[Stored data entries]
——————————
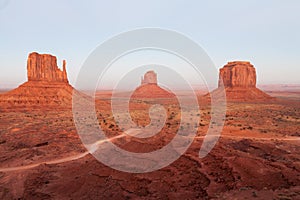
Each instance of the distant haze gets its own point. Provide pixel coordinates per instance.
(266, 33)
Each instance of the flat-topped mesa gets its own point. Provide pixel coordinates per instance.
(43, 67)
(238, 74)
(149, 78)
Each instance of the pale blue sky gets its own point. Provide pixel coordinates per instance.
(267, 33)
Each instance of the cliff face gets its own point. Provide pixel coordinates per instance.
(47, 86)
(238, 74)
(43, 67)
(149, 78)
(239, 79)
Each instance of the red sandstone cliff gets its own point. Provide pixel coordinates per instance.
(43, 67)
(239, 80)
(47, 86)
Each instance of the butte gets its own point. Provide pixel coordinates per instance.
(239, 81)
(47, 86)
(149, 89)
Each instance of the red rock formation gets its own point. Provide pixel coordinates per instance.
(47, 86)
(150, 89)
(238, 74)
(239, 80)
(43, 67)
(149, 78)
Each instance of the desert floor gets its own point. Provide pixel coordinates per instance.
(257, 156)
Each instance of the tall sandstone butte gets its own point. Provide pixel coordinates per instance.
(149, 78)
(238, 74)
(47, 86)
(239, 81)
(43, 67)
(150, 89)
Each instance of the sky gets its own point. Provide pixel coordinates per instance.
(266, 33)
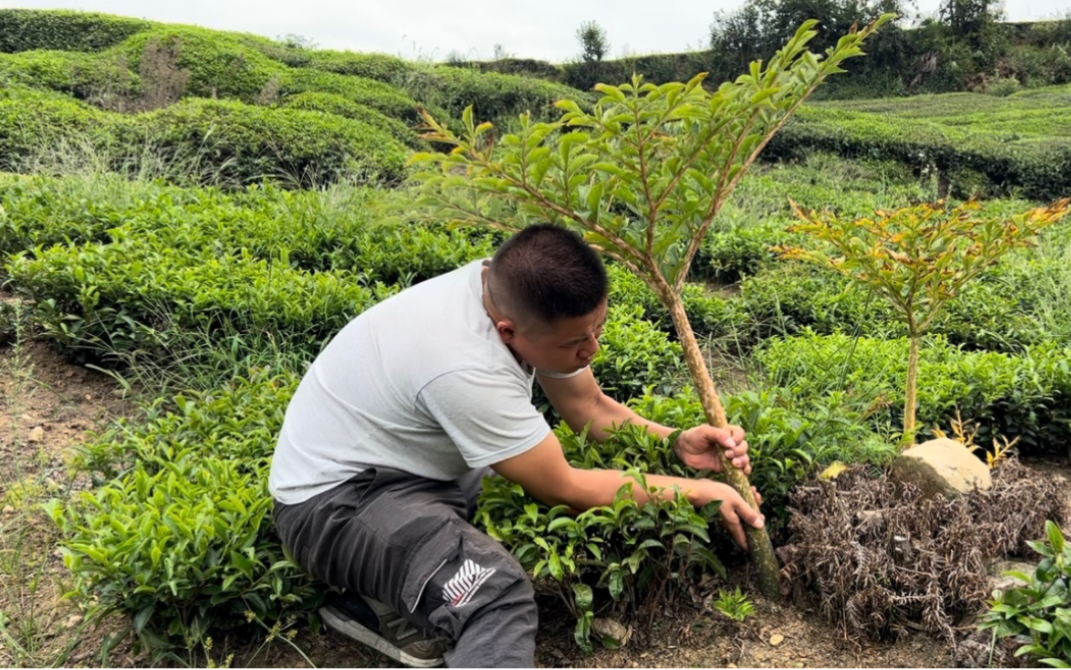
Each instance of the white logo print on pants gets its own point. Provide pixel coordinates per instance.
(463, 585)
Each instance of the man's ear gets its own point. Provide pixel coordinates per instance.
(507, 330)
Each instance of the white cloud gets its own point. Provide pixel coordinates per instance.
(433, 29)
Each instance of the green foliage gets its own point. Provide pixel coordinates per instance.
(1038, 613)
(31, 120)
(593, 42)
(76, 74)
(28, 30)
(340, 106)
(658, 180)
(220, 64)
(385, 97)
(249, 143)
(790, 437)
(137, 300)
(1023, 149)
(237, 422)
(736, 605)
(638, 554)
(1026, 396)
(379, 66)
(181, 539)
(635, 355)
(918, 259)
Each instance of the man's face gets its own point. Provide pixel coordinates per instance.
(564, 346)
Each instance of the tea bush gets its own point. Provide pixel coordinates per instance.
(247, 143)
(710, 316)
(1036, 613)
(379, 66)
(180, 537)
(33, 120)
(637, 554)
(632, 561)
(1026, 396)
(634, 355)
(73, 73)
(385, 97)
(340, 106)
(28, 30)
(220, 64)
(1001, 310)
(1011, 162)
(126, 300)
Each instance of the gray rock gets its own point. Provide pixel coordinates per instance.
(1000, 583)
(941, 466)
(609, 628)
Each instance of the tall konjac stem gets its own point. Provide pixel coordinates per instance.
(913, 391)
(758, 539)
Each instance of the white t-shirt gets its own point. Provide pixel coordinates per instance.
(420, 382)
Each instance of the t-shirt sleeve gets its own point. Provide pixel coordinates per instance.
(489, 417)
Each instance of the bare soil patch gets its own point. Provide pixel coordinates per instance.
(47, 407)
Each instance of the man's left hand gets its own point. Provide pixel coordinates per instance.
(698, 447)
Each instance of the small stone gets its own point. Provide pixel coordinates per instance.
(941, 467)
(612, 629)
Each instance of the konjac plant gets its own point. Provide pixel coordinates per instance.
(643, 176)
(918, 258)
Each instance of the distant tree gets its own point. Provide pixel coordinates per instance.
(500, 52)
(298, 42)
(594, 46)
(758, 28)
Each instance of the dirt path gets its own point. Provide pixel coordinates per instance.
(47, 407)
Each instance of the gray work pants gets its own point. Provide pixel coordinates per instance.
(408, 542)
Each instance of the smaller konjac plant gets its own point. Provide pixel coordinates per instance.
(918, 258)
——————————
_YOUR OBJECTIVE_.
Without the pictures, repeat the listing above exactly.

_FINAL RESULT_.
Each instance of the distant haze gets its own point. Provide pixel coordinates per instance.
(266, 33)
Each instance of the flat-topped mesa gets its own point. Provide pixel coordinates per instance.
(43, 67)
(238, 74)
(149, 78)
Each instance of the pale blue sky gets its own point. Provide pixel coordinates per instance.
(267, 33)
Each instance of the cliff face gets its own point. Provide pixel coordinates per instance.
(47, 86)
(238, 74)
(43, 67)
(149, 78)
(239, 79)
Each instance of the red sandstone cliff gets its own point. Provide pixel coordinates per instance.
(43, 67)
(239, 80)
(47, 86)
Each instance of the butte gets its own point. Provide pixel coordinates per instance.
(239, 81)
(47, 86)
(149, 89)
Each instance of the red rock formation gets its own point. Provide pixel coordinates per instance.
(47, 86)
(150, 89)
(238, 74)
(239, 80)
(43, 67)
(149, 78)
Each instance of the desert floor gets its own point. Provide pixel coordinates per instance.
(257, 156)
Each instance of the tall sandstone butte gets its own point. Provide pixel coordinates per instance.
(149, 78)
(238, 74)
(47, 86)
(239, 81)
(43, 67)
(150, 89)
Each instance of the sky gets its own point. Provide pixel coordinates per instance.
(266, 33)
Each instance of the white logo print on pants gets its own point. Provide pixel coordinates per instance.
(463, 585)
Each instance of the man's ear gets its own point. Provide pixel coordinates per instance.
(507, 330)
Each instance of the white cloud gets its own point. Provide pixel coordinates per instance.
(433, 29)
Each instance of the green foliage gets its own point. Provide pixel coordinates per instance.
(1038, 613)
(31, 120)
(593, 42)
(76, 74)
(28, 30)
(340, 106)
(658, 180)
(220, 64)
(385, 97)
(249, 143)
(790, 437)
(137, 300)
(1023, 149)
(237, 422)
(736, 605)
(638, 554)
(1026, 396)
(379, 66)
(181, 539)
(635, 355)
(918, 259)
Each instance of the man's face gets its own point. Provide pixel coordinates per instance.
(564, 346)
Each instance of the tea bush gets its own point. Provide pixel coordinates per instance.
(247, 143)
(710, 316)
(1036, 613)
(379, 66)
(180, 537)
(33, 120)
(637, 554)
(632, 561)
(1026, 396)
(634, 355)
(73, 73)
(385, 97)
(340, 106)
(28, 30)
(220, 64)
(1001, 310)
(1011, 162)
(126, 300)
Each instance of the gray rock gets its own point. Provide pixel coordinates per instance.
(1000, 583)
(941, 466)
(609, 628)
Each instance of the tall konjac stem gets its own point. Provide pixel coordinates per instance.
(913, 391)
(758, 539)
Each instance of the white t-shirt gets its own point. Provide pixel coordinates per instance.
(420, 382)
Each instance of the t-shirt sleeve gets its own point. Provide pixel coordinates per instance.
(489, 417)
Each instance of the bare soil patch gets its own point. Provide pixel coordinates per instance.
(47, 407)
Each instance of the man's left hand gets its own point. Provide pixel coordinates per instance.
(698, 447)
Each instance of the small stone gets its own point. Provide pixel coordinates per instance.
(941, 467)
(612, 629)
Each instance of the konjac plant gets its own point. Provide pixel coordinates per instance.
(643, 176)
(918, 258)
Each instance of the distant tree gets its own point. Provide pixel coordinates per instance.
(500, 52)
(298, 42)
(594, 46)
(758, 28)
Each instance of the dirt path gets its own point. Provide pixel coordinates per instance.
(47, 407)
Each instance of the gray work pants gets its own point. Provide pixel coordinates per instance.
(408, 542)
Each instance of the smaller konjac plant gets its own point. Provide pixel coordinates per instance.
(918, 258)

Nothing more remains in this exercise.